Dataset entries
________________________

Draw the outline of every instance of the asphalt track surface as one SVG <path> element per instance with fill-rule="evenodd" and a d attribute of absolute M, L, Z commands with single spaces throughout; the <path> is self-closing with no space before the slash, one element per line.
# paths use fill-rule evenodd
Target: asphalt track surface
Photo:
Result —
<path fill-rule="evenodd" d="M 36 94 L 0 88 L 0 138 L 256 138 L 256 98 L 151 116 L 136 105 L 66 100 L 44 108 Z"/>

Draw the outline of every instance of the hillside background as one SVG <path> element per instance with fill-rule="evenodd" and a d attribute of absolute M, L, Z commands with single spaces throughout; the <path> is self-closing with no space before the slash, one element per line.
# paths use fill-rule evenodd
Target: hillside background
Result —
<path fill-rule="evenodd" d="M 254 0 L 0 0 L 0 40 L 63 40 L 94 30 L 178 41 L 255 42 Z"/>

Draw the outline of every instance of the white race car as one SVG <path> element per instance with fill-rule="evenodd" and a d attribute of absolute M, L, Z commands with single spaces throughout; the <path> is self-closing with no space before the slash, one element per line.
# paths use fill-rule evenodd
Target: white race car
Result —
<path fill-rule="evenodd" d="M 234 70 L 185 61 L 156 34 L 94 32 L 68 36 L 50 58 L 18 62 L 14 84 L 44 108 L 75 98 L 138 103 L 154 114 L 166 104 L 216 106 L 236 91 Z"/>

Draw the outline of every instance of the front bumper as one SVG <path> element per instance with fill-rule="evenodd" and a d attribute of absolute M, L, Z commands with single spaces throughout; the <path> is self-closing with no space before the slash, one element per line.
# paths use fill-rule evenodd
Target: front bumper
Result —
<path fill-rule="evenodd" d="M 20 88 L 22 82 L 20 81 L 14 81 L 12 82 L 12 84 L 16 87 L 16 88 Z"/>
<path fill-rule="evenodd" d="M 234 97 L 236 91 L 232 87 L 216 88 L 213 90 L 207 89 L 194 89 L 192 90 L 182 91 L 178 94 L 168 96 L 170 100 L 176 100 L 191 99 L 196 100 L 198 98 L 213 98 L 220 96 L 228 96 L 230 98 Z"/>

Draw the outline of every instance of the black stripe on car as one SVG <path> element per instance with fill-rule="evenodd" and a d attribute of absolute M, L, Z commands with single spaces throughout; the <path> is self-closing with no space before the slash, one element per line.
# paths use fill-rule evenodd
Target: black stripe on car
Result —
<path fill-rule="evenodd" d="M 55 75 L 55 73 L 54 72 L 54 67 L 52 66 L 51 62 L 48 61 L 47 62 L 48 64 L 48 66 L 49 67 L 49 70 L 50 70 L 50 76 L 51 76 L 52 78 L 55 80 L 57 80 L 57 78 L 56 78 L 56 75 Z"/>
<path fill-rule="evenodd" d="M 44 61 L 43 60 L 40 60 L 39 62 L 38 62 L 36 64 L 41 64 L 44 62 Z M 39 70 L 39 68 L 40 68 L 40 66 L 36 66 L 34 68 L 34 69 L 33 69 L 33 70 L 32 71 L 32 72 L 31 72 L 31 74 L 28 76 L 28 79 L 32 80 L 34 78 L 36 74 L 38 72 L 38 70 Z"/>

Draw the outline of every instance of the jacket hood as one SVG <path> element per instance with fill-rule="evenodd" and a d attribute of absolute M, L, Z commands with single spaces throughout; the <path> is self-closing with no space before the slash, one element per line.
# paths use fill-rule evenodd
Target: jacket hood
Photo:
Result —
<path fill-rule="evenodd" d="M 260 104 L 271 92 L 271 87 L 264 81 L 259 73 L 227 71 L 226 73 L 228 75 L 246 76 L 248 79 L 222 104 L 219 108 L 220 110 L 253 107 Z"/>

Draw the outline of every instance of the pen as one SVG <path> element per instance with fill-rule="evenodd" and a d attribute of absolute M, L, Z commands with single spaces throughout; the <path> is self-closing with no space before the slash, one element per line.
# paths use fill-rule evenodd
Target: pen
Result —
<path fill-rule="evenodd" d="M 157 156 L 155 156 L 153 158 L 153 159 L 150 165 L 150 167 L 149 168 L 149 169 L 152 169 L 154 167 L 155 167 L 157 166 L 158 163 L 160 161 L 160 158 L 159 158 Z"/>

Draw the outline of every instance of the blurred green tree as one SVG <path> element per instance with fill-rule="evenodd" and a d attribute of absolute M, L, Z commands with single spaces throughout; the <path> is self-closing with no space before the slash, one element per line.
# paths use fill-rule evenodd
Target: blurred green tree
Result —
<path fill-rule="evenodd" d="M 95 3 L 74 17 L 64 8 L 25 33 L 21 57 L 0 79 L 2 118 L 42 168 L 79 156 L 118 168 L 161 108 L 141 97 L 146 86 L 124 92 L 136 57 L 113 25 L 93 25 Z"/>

________________________

■ TASK: Switch "Result" to "Output" throughout the items above, keeping everything else the same.

■ SOLVED EXERCISE:
Draw the outline of every instance of the asphalt track surface as one SVG <path> element per instance with fill-rule="evenodd" and a d attribute of absolute M, L, Z commands with single spaces throughout; the <path> is self-closing with no space before the slash, one element per line.
# paths use fill-rule evenodd
Target: asphalt track surface
Photo:
Output —
<path fill-rule="evenodd" d="M 36 94 L 0 88 L 0 138 L 256 138 L 256 98 L 151 116 L 136 105 L 66 100 L 44 108 Z"/>

Draw the outline of every instance of the hillside background as one SVG <path> element per instance with fill-rule="evenodd" and a d attribute of absolute M, L, Z commands with single spaces throughout; the <path> is self-closing with no space before the slash, one element per line.
# paths use fill-rule evenodd
Target: hillside background
Output —
<path fill-rule="evenodd" d="M 254 0 L 0 0 L 0 40 L 63 40 L 94 30 L 178 41 L 255 42 Z"/>

Draw the outline of every instance of the white race car as one SVG <path> element per instance with fill-rule="evenodd" and a d attribute of absolute M, L, Z commands with single spaces throughout; the <path> is self-closing with no space before the slash, one element per line.
# paths use fill-rule evenodd
Target: white race car
Output —
<path fill-rule="evenodd" d="M 234 70 L 185 61 L 156 34 L 94 32 L 68 36 L 50 58 L 18 62 L 14 84 L 44 108 L 75 98 L 138 103 L 154 114 L 166 104 L 216 106 L 236 91 Z"/>

Draw the outline of every instance of the front bumper as one SVG <path> element per instance with fill-rule="evenodd" and a d attribute of absolute M, L, Z commands with single spaces throughout; the <path> is self-closing with no space before the slash, one element per line.
# paths use fill-rule evenodd
Target: front bumper
Output —
<path fill-rule="evenodd" d="M 20 88 L 22 82 L 20 81 L 14 81 L 12 82 L 12 84 L 16 87 L 16 88 Z"/>
<path fill-rule="evenodd" d="M 234 97 L 236 91 L 232 87 L 216 88 L 213 90 L 207 89 L 194 89 L 192 90 L 182 91 L 178 94 L 168 96 L 170 100 L 176 100 L 191 99 L 196 100 L 198 98 L 213 98 L 220 96 L 228 96 L 230 98 Z"/>

Draw the outline of every instance of the black stripe on car as one SVG <path> element per instance with fill-rule="evenodd" and a d attribute of absolute M, L, Z commands with single spaces throughout; the <path> is self-closing with no space before the slash, one element per line.
# paths use fill-rule evenodd
Target: black stripe on car
Output —
<path fill-rule="evenodd" d="M 55 75 L 55 73 L 54 72 L 54 67 L 52 66 L 51 62 L 48 61 L 47 62 L 48 64 L 48 66 L 49 67 L 49 70 L 50 70 L 50 76 L 51 76 L 52 78 L 55 80 L 57 80 L 57 78 L 56 78 L 56 75 Z"/>
<path fill-rule="evenodd" d="M 44 61 L 43 60 L 40 60 L 39 62 L 38 62 L 36 64 L 41 64 L 44 62 Z M 39 70 L 39 68 L 40 68 L 40 66 L 36 66 L 34 68 L 34 69 L 33 69 L 33 70 L 32 71 L 32 72 L 31 72 L 31 74 L 28 76 L 28 79 L 32 80 L 34 78 L 36 74 L 38 72 L 38 70 Z"/>

Draw the outline of every instance of the jacket hood as one SVG <path> element per instance with fill-rule="evenodd" and a d attribute of absolute M, L, Z commands with single spaces throughout; the <path> is self-closing with no space before the slash, one element per line.
# paths use fill-rule evenodd
Target: jacket hood
Photo:
Output —
<path fill-rule="evenodd" d="M 260 104 L 271 92 L 271 87 L 264 81 L 259 73 L 227 71 L 226 73 L 228 75 L 246 76 L 248 79 L 222 104 L 219 108 L 220 110 L 253 107 Z"/>

Draw the outline of every instance of the pen as one SVG <path> element per instance with fill-rule="evenodd" and a d attribute of absolute M, L, Z commands with single spaces throughout; the <path> is self-closing with no space before the slash, one element per line.
# paths use fill-rule evenodd
Target: pen
Output —
<path fill-rule="evenodd" d="M 157 156 L 155 156 L 153 158 L 153 159 L 150 165 L 150 167 L 149 168 L 149 169 L 152 169 L 154 167 L 155 167 L 157 166 L 158 163 L 160 161 L 160 158 L 159 158 Z"/>

Draw the outline of every instance of the blurred green tree as one SVG <path> element per instance with fill-rule="evenodd" and a d attribute of absolute M, L, Z commands with single spaces throughout; the <path> is self-closing with no space before the slash, one element per line.
# paths use fill-rule evenodd
Target: blurred green tree
Output —
<path fill-rule="evenodd" d="M 95 3 L 74 17 L 64 8 L 25 33 L 21 57 L 0 79 L 2 118 L 42 168 L 79 156 L 118 168 L 161 108 L 141 97 L 146 86 L 124 92 L 136 57 L 113 25 L 93 25 Z"/>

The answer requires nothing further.